» EXERCISE OBJECTIVE: Reproduce the items below with every "even-odd" switched to "nonzero" and all other text left unchanged.

» DATA SECTION:
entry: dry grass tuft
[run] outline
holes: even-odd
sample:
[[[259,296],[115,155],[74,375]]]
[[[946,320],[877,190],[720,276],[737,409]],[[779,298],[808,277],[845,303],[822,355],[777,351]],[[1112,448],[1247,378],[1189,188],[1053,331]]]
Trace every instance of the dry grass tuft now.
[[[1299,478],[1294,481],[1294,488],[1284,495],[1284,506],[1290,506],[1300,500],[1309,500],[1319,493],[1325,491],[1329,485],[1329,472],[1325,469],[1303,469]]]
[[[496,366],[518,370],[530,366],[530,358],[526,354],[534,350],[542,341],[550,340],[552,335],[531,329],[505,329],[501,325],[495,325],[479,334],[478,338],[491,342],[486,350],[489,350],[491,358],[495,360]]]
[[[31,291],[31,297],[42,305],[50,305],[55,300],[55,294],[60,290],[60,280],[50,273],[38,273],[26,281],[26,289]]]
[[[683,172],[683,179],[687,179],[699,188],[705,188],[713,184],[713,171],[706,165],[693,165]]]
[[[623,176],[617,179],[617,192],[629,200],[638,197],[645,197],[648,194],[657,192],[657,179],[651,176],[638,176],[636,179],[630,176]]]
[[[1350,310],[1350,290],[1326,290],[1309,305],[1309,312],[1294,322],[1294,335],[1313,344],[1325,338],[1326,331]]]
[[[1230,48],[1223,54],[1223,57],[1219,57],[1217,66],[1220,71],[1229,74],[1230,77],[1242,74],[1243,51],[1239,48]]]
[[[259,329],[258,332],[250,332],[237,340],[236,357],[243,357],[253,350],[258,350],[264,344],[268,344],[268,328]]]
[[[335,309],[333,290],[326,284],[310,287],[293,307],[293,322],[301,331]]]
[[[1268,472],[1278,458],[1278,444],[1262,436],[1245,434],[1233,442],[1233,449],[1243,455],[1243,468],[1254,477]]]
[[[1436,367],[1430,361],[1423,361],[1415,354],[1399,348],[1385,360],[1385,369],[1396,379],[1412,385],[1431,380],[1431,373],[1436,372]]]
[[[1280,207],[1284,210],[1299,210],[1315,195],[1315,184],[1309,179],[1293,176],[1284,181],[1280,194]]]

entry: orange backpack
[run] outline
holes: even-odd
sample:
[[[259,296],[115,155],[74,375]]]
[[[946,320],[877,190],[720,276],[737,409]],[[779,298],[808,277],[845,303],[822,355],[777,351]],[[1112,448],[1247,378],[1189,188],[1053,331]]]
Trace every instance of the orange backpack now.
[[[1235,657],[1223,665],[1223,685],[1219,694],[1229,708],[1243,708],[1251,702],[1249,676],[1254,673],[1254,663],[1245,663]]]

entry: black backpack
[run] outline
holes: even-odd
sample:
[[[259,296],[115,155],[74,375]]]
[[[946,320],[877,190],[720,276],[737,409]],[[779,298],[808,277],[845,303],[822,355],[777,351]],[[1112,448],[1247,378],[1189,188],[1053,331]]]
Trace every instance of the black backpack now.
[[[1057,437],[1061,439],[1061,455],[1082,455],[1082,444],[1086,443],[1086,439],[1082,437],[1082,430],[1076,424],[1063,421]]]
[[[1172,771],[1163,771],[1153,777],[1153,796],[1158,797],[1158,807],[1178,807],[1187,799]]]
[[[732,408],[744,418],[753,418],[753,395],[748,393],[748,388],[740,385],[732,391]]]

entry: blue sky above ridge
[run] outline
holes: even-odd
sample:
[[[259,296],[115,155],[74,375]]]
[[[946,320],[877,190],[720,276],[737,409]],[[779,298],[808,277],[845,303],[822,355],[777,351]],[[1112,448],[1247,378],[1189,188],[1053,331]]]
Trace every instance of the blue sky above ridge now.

» RESPONSE BELOW:
entry: dry grass tuft
[run] outline
holes: nonzero
sample:
[[[259,296],[115,155],[74,375]]]
[[[946,320],[877,190],[720,276],[737,409]],[[779,298],[808,277],[845,303],[822,355],[777,351]],[[1112,448],[1247,378],[1189,188],[1053,331]]]
Trace every instance of the dry grass tuft now.
[[[1299,478],[1294,481],[1294,488],[1284,495],[1284,506],[1290,506],[1300,500],[1309,500],[1319,493],[1325,491],[1329,485],[1329,472],[1325,469],[1303,469]]]
[[[496,366],[518,370],[530,366],[530,358],[526,354],[534,350],[542,341],[550,340],[552,335],[531,329],[505,329],[501,325],[495,325],[479,334],[478,338],[491,342],[486,350],[489,350],[491,358],[495,360]]]
[[[31,291],[31,297],[42,305],[50,305],[55,300],[55,294],[60,290],[60,280],[50,273],[38,273],[26,281],[26,289]]]
[[[683,172],[683,179],[687,179],[699,188],[705,188],[713,184],[713,171],[706,165],[693,165]]]
[[[623,176],[617,179],[617,192],[629,200],[638,197],[645,197],[648,194],[657,192],[657,179],[651,176],[638,176],[636,179],[630,176]]]
[[[1350,310],[1350,290],[1326,290],[1309,305],[1309,312],[1294,322],[1294,335],[1313,344],[1325,338],[1326,331]]]
[[[1230,48],[1223,54],[1223,57],[1219,57],[1217,66],[1220,71],[1229,74],[1230,77],[1242,74],[1243,51],[1239,48]]]
[[[259,329],[258,332],[250,332],[237,340],[236,357],[243,357],[253,350],[258,350],[264,344],[268,344],[268,328]]]
[[[335,309],[333,290],[326,284],[310,287],[293,307],[293,322],[301,331]]]
[[[1268,472],[1278,458],[1278,444],[1262,436],[1245,434],[1233,442],[1233,449],[1243,455],[1243,468],[1254,477]]]
[[[1436,367],[1430,361],[1423,361],[1415,354],[1399,348],[1385,360],[1385,369],[1396,379],[1412,385],[1431,380],[1431,373],[1436,372]]]
[[[1280,207],[1284,210],[1299,210],[1315,195],[1315,184],[1309,179],[1293,176],[1284,181],[1280,194]]]

entry: orange backpack
[run] outline
holes: nonzero
sample:
[[[259,296],[115,155],[74,375]]]
[[[946,320],[877,190],[720,276],[737,409]],[[779,298],[808,277],[845,303],[822,355],[777,351]],[[1112,448],[1247,378],[1189,188],[1053,331]]]
Trace every instance of the orange backpack now.
[[[1235,657],[1223,665],[1223,685],[1219,694],[1229,708],[1243,708],[1251,702],[1249,676],[1254,673],[1254,663],[1245,663]]]

entry: black backpack
[run] outline
holes: nonzero
sample:
[[[259,296],[115,155],[74,375]]]
[[[946,320],[877,190],[720,276],[737,409]],[[779,298],[808,277],[845,303],[822,355],[777,351]],[[1112,448],[1247,378],[1189,188],[1053,331]]]
Trace every instance of the black backpack now.
[[[1057,437],[1061,439],[1061,455],[1082,455],[1082,444],[1086,443],[1086,439],[1082,437],[1082,430],[1076,424],[1063,421]]]
[[[1172,771],[1163,771],[1153,777],[1153,796],[1158,797],[1158,807],[1178,807],[1187,799]]]
[[[732,408],[744,418],[753,418],[753,395],[748,393],[748,388],[740,385],[732,391]]]

entry: blue sky above ridge
[run] outline
holes: nonzero
sample:
[[[259,296],[115,155],[74,375]]]
[[[946,320],[877,190],[720,276],[737,409]],[[779,298],[808,277],[845,303],[822,355],[777,351]],[[1112,448],[1247,378],[1189,188],[1053,331]]]
Trace every instance of the blue sky above ridge now.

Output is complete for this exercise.